Write out every line of the listing below without changing a single character.

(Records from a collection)
_ _ _ _ _

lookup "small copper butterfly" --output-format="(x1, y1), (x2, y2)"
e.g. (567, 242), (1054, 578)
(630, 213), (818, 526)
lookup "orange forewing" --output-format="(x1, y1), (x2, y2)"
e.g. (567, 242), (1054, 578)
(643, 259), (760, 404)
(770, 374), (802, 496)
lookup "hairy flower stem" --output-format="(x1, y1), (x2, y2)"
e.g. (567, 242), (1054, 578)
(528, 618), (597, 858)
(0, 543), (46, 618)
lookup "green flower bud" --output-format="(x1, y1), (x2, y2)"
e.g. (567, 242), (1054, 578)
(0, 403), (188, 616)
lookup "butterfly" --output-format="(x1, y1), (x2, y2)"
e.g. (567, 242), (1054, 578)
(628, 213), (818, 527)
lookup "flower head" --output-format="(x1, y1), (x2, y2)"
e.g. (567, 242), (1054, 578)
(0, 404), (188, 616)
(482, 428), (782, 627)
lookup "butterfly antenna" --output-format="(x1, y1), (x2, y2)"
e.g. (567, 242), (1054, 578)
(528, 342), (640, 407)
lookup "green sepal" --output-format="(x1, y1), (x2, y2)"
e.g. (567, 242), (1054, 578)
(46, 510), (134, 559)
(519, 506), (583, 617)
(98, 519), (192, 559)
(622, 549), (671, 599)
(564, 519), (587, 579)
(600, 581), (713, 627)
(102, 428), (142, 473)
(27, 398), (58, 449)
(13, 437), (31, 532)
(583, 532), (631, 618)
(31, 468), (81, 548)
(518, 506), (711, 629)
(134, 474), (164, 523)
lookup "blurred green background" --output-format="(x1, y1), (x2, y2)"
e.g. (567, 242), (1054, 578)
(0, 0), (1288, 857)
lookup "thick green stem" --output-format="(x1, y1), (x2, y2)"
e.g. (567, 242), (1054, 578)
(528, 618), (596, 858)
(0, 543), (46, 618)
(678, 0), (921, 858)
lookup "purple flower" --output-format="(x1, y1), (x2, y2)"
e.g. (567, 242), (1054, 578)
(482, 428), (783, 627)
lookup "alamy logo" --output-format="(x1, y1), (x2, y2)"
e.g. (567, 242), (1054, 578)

_ _ _ _ _

▶ **Answer to the problem**
lookup "small copper butterfly" --output-format="(x1, y1), (x2, y2)"
e.g. (567, 242), (1054, 578)
(630, 213), (818, 526)
lookup "orange forewing" --output-format="(x1, y1), (x2, y2)"
e.g. (567, 242), (1054, 578)
(643, 259), (760, 404)
(770, 374), (802, 496)
lookup "hairy flower stem" --output-format="(x1, y1), (x2, y2)"
e.g. (567, 242), (1054, 578)
(528, 618), (597, 858)
(0, 543), (46, 618)
lookup "green flower bud" --output-format="(x1, y1), (x2, y2)"
e.g. (567, 242), (1054, 578)
(0, 403), (188, 616)
lookup "butterfly" --output-format="(x1, y1), (x2, y2)"
e.g. (567, 242), (1054, 578)
(628, 213), (818, 527)
lookup "flower head" --output-format="(x1, y1), (x2, y2)"
e.g. (567, 242), (1054, 578)
(0, 404), (188, 616)
(482, 428), (782, 627)
lookup "butterfly antenna" --output-format="(x1, y1), (x2, y2)"
e.g. (567, 242), (1054, 578)
(528, 342), (640, 407)
lookup "green sepal" --output-format="(x1, y1), (x2, y2)"
e.g. (567, 242), (1054, 578)
(46, 510), (134, 559)
(519, 506), (583, 617)
(98, 519), (192, 559)
(622, 549), (671, 599)
(564, 519), (587, 579)
(600, 581), (713, 627)
(102, 428), (142, 473)
(27, 398), (58, 449)
(13, 437), (31, 532)
(583, 532), (631, 618)
(31, 468), (81, 548)
(518, 506), (711, 629)
(134, 474), (164, 523)
lookup "blurred green background" --output-format="(x1, y1), (x2, y2)"
e.g. (567, 242), (1054, 578)
(0, 0), (1288, 857)
lookup "thick green stem" --output-format="(x1, y1), (x2, y2)"
e.g. (567, 242), (1054, 578)
(528, 618), (596, 858)
(0, 543), (46, 618)
(678, 0), (921, 858)
lookup "purple flower" --output-format="(x1, y1), (x2, y2)"
e.g. (567, 242), (1054, 578)
(482, 428), (783, 627)
lookup "alamy logo" --output-format="(x1, y1), (x2, y2)"
e.g. (567, 242), (1054, 578)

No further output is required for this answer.